>>

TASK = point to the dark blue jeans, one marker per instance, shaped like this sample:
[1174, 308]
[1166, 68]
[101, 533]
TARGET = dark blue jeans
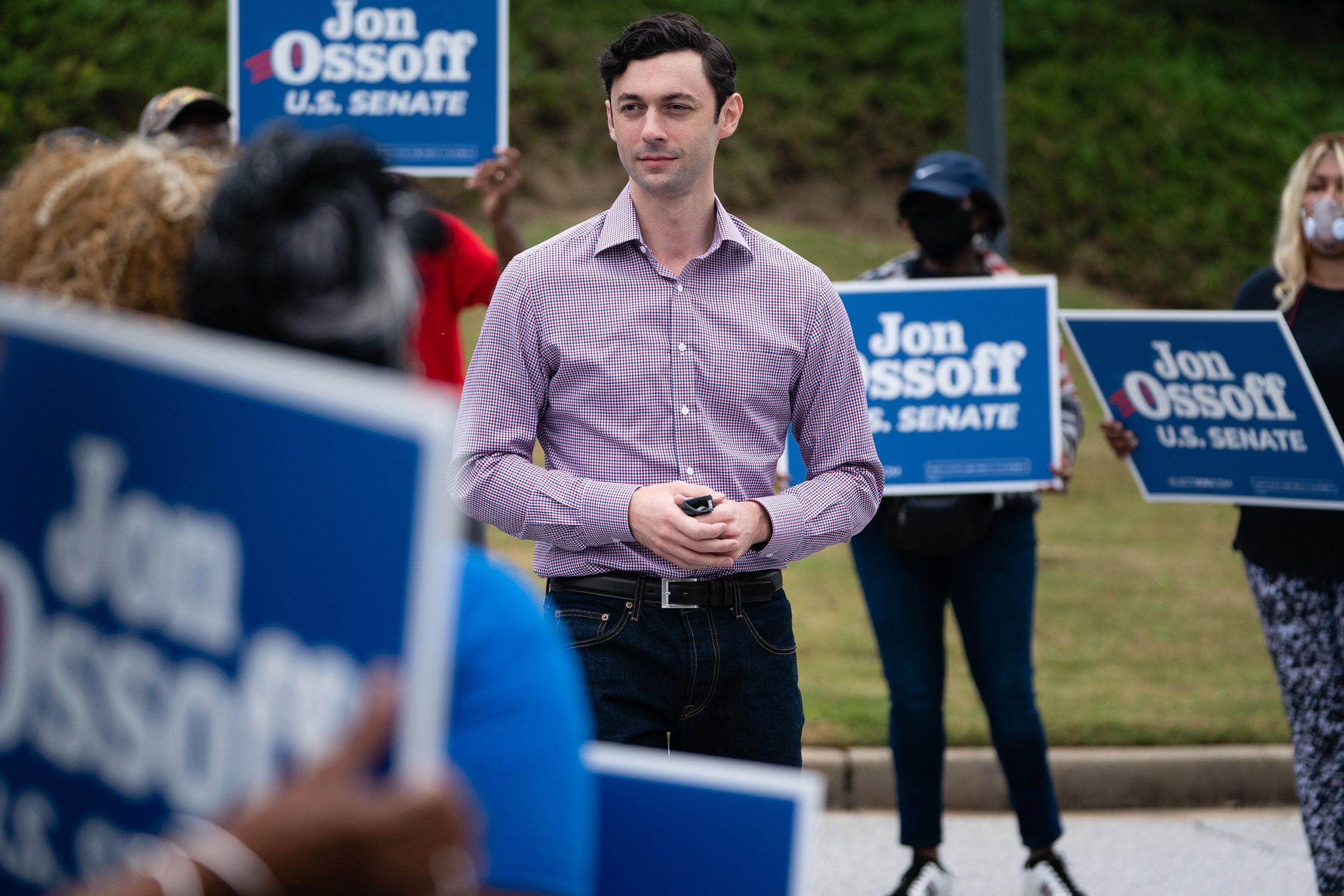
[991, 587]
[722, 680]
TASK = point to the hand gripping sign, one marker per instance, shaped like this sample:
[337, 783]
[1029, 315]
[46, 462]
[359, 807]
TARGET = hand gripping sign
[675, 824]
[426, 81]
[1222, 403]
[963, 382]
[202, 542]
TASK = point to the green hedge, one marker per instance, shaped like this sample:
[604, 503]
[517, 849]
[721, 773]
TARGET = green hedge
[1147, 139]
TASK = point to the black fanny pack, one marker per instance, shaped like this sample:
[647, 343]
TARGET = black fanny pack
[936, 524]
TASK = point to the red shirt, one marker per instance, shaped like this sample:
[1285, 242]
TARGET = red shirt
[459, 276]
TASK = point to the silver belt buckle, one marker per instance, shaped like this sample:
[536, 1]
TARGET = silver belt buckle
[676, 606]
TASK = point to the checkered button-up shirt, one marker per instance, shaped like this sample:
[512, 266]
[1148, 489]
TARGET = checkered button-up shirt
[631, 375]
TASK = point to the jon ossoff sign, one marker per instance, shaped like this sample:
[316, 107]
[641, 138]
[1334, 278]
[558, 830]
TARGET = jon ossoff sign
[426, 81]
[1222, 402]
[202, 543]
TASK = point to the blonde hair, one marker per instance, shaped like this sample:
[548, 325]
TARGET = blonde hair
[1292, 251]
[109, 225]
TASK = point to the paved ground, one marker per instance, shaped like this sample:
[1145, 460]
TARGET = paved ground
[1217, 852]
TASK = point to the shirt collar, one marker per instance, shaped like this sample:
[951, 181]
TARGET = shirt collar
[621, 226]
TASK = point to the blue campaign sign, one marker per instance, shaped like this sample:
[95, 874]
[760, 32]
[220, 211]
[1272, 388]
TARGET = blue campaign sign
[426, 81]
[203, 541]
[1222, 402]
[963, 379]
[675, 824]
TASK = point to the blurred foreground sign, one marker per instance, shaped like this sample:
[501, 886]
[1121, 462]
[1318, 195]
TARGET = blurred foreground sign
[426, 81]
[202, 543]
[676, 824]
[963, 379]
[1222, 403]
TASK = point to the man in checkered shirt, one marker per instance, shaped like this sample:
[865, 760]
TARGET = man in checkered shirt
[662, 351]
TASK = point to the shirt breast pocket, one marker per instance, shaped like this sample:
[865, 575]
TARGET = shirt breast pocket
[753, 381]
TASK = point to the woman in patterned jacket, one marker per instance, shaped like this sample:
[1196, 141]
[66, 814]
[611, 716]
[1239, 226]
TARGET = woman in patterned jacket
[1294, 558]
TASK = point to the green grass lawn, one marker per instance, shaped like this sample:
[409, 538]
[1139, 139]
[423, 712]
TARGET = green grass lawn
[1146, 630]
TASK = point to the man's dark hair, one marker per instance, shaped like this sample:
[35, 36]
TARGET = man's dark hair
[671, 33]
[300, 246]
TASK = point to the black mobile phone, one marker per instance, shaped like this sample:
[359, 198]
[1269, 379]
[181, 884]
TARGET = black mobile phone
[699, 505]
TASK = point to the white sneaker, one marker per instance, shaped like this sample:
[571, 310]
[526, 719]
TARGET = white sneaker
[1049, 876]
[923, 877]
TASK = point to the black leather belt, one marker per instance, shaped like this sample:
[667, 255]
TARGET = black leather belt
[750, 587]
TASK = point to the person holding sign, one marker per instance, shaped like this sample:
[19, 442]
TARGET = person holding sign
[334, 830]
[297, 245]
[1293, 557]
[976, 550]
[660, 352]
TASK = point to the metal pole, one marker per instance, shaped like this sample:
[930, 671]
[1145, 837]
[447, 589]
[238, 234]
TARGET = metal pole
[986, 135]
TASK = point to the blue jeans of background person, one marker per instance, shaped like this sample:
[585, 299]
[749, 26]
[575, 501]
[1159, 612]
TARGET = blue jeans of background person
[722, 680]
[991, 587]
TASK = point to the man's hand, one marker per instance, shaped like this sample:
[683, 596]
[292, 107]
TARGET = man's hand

<<

Edit the entries above by changing every "one marker per instance" to "one point per instance" and leaving all else as it is. Omit the pictures from your answer.

__RESULT OF THIS EXERCISE__
TASK = point to the dark blue jeans, one point per instance, shaped like this sample:
[1174, 308]
[1166, 68]
[101, 533]
TARGET = dark blue jeans
[991, 587]
[722, 680]
TASK = point to the hand gripping sign, one point per instance, shaped like this sample:
[337, 783]
[1029, 315]
[46, 462]
[359, 807]
TARGET = hand gripping sign
[675, 824]
[426, 81]
[1222, 403]
[963, 382]
[202, 542]
TASK = point to the green hedge, one point per instance, shaped like this sample:
[604, 503]
[517, 849]
[721, 773]
TARGET = green hedge
[1147, 139]
TASK = point to the black fanny pack, one point per instance, shaped like this sample:
[647, 343]
TARGET = black fanny pack
[936, 524]
TASK = point to the red shirt, one point per instance, shaped like this sample:
[1285, 242]
TARGET = red shirt
[459, 276]
TASK = point to the silver belt buckle, one point per instance, shaped like this sample:
[536, 1]
TARGET = silver belt buckle
[676, 606]
TASK = point to the checkered button-up shirt, one point per instance, shaped like this sample:
[512, 266]
[1148, 489]
TARGET = checkered button-up shirt
[631, 375]
TASK = point to the jon ossoff sign, one point per instance, shaped like this sample:
[316, 107]
[641, 138]
[1334, 278]
[558, 830]
TARGET = jon ossoff sign
[426, 81]
[1222, 402]
[202, 543]
TASK = point to the blonde hair, one point per instance, shaped like this sample:
[548, 325]
TARGET = blonde hair
[1292, 251]
[109, 225]
TASK = point to the paved ground, one point per instance, shaped like this sample:
[1145, 460]
TARGET = paved ground
[1217, 852]
TASK = point to the shirt collar, one point per instance, shaped like this sample:
[951, 181]
TARGET = shirt collar
[621, 226]
TASK = point to the blue campaign sign, one point per instance, shaped like this sample:
[95, 874]
[760, 32]
[220, 211]
[1272, 388]
TARGET = blue campaign sign
[426, 81]
[203, 541]
[1222, 402]
[963, 379]
[675, 824]
TASK = point to the blurred foreground sign, one point per instance, shaped like this sample:
[501, 886]
[1121, 462]
[1318, 195]
TARGET = blurred foreground sign
[426, 81]
[202, 543]
[676, 824]
[963, 379]
[1222, 403]
TASK = point to the man in checkered shirt, one point per instance, shaped like this sample:
[865, 760]
TARGET = man in checkered shirt
[662, 351]
TASK = point to the shirt breast pocket, one point per instance, shaped like this sample:
[865, 575]
TARGET = shirt breast pocket
[753, 381]
TASK = point to the woman in patterned jacket, one point per instance, shaped like this sample:
[1196, 141]
[66, 814]
[611, 716]
[1239, 226]
TARGET = woman in patterned jacket
[1294, 558]
TASK = point to the green grass lawn, one point per instance, shaped like this sample:
[409, 538]
[1139, 139]
[423, 712]
TARGET = green grass lawn
[1146, 630]
TASK = point to the man's dark hair, one point per instance, shaped like this sample:
[35, 36]
TARGET = man's dark hair
[671, 33]
[300, 246]
TASK = point to the black mobile phone, one point per instance, shaped like this sample:
[359, 198]
[1269, 379]
[181, 884]
TARGET = black mobile phone
[699, 505]
TASK = point to the white sneaker, one point per instance, shaped like this sample:
[571, 310]
[526, 719]
TARGET = white sneaker
[1049, 876]
[923, 877]
TASK = point to the black leather belt, one point per instance, shaped like this sample:
[667, 255]
TARGET = black leather belt
[750, 587]
TASK = point to the person holding sign, one point per instance, shaped like this sample:
[19, 442]
TARGET = person holding sign
[334, 830]
[297, 245]
[1293, 557]
[976, 550]
[660, 352]
TASK = point to the metal pole, one point per instance, shaped like this sample:
[930, 671]
[1145, 837]
[447, 589]
[238, 234]
TARGET = metal pole
[986, 135]
TASK = point to the blue jeans of background person, one point per instance, shaped like this sample:
[585, 299]
[749, 26]
[575, 501]
[1159, 612]
TARGET = blue jeans of background person
[722, 680]
[991, 587]
TASK = point to the man's hand, one point per instance, shaped like this sample:
[683, 596]
[292, 107]
TARGET = man's hand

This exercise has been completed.